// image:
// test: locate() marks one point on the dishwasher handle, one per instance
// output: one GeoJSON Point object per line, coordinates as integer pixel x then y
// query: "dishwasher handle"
--
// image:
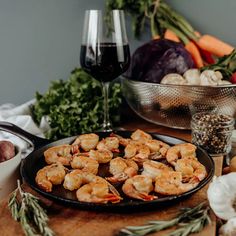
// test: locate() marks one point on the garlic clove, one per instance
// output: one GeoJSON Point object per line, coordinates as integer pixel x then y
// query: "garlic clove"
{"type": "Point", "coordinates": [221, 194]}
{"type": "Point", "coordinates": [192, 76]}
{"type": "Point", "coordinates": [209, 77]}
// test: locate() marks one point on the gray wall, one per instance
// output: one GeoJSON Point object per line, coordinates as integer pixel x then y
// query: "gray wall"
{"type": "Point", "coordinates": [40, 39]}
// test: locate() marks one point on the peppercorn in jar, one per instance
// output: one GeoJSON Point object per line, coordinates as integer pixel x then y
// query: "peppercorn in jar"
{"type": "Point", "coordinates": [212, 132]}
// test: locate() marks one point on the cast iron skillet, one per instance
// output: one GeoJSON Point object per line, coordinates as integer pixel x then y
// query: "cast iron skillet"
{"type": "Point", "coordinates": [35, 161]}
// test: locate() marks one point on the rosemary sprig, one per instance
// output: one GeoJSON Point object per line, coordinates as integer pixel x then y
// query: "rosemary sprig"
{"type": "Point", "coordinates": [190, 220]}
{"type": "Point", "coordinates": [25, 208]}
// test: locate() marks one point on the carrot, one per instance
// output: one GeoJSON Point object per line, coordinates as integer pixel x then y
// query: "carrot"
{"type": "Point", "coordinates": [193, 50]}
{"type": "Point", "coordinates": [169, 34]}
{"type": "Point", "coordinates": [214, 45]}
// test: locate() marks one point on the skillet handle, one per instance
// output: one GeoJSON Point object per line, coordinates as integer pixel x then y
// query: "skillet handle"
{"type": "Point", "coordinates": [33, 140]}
* * *
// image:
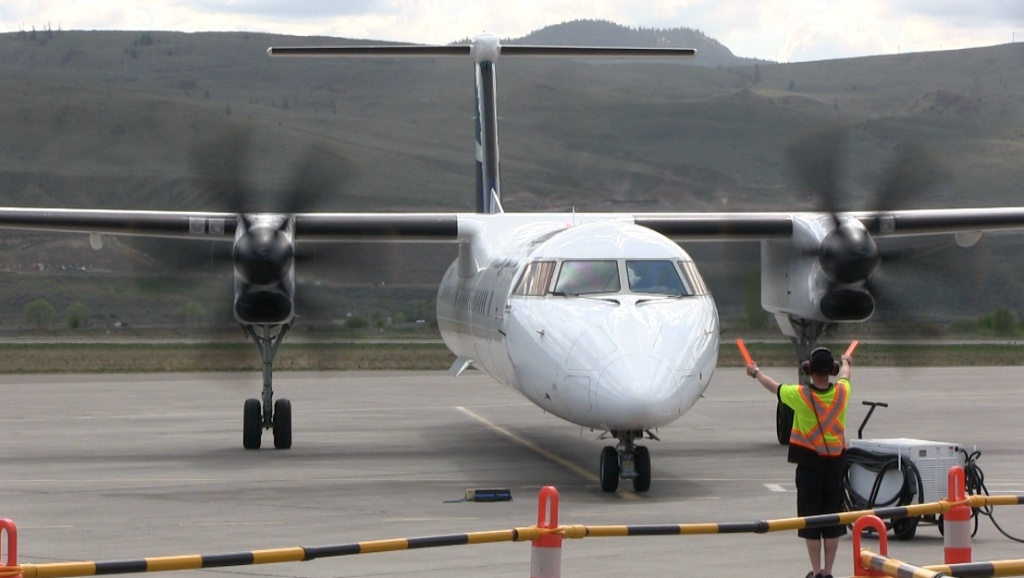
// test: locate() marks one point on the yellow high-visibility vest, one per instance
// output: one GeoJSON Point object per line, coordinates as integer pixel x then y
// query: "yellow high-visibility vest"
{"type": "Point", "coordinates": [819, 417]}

### Activity
Among the lines of the data, identify those with the word "instance". Copy each of them.

### Output below
// test: locate() marks one point on the dishwasher handle, one per instance
// test: locate() marks one point on the garlic clove, one per instance
// test: locate() marks one point on the gray wall, one per instance
// test: locate() marks one point on the peppercorn in jar, one per instance
// test: locate() marks one point on the cast iron skillet, one per instance
// test: locate() marks one point on the rosemary sprig, one per instance
// test: locate() marks one point on the carrot, one per instance
// test: locate() marks one point on the skillet handle, one per instance
// test: locate() marks one point on the yellow high-visibility vest, one per instance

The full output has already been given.